◆ **Extrait du document**
────────────────────────────────────────
Auditionné mercredi soir au Palais Bourbon, l'ancien PDG d'AlstomPatrick Kron a sans aucun doute passé l'un des moments les plus inconfortables de sa vie. Pendant plus de trois heures, le Polytechnicien de 64 ans, aujourd'hui président du fonds français de capital-risque Truffle Capital, a été passé sur le grill par la commission d'enquête de l'Assemblée nationale. C'est à un véritable pugilat auquel on a assisté. Avec les petites phrases qui font mouche, les bons mots à la Audiard, mais aussi des excès inutilement blessants.
────────────────────────────────────────
◆ **Données brutes**
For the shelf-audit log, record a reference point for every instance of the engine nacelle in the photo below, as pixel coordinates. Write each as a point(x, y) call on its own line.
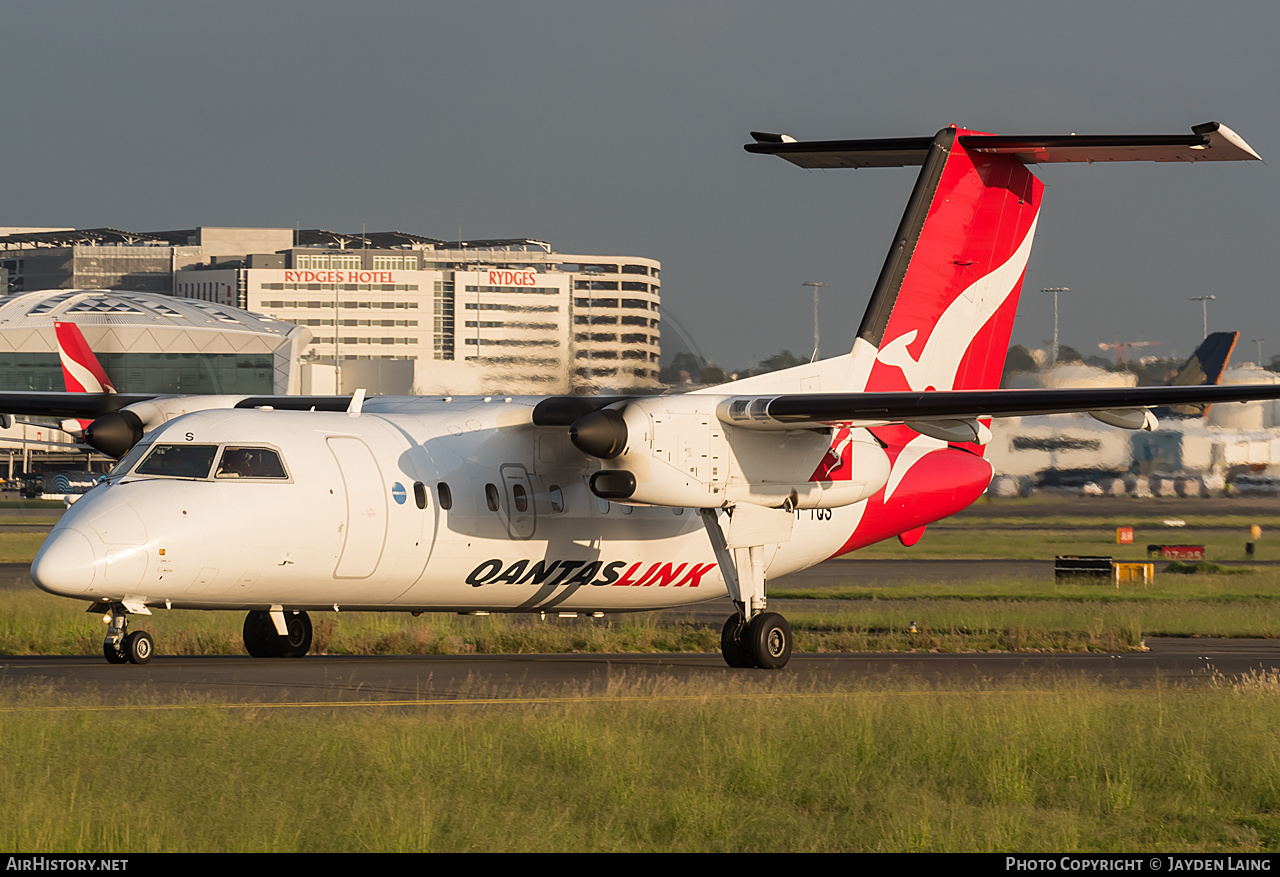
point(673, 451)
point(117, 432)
────────────────────────────────────────
Répondez à ces questions sur l'extrait consacré à l'audition de Patrick Kron :
(a) Dans quel lieu a-t-il été auditionné ?
(b) Quel âge a-t-il ?
(c) Pendant combien de temps a-t-il été interrogé par la commission d'enquête ?
Les données n'ont aucun lien avec l'extrait.

(a) Au Palais Bourbon.
(b) 64 ans.
(c) Pendant plus de trois heures.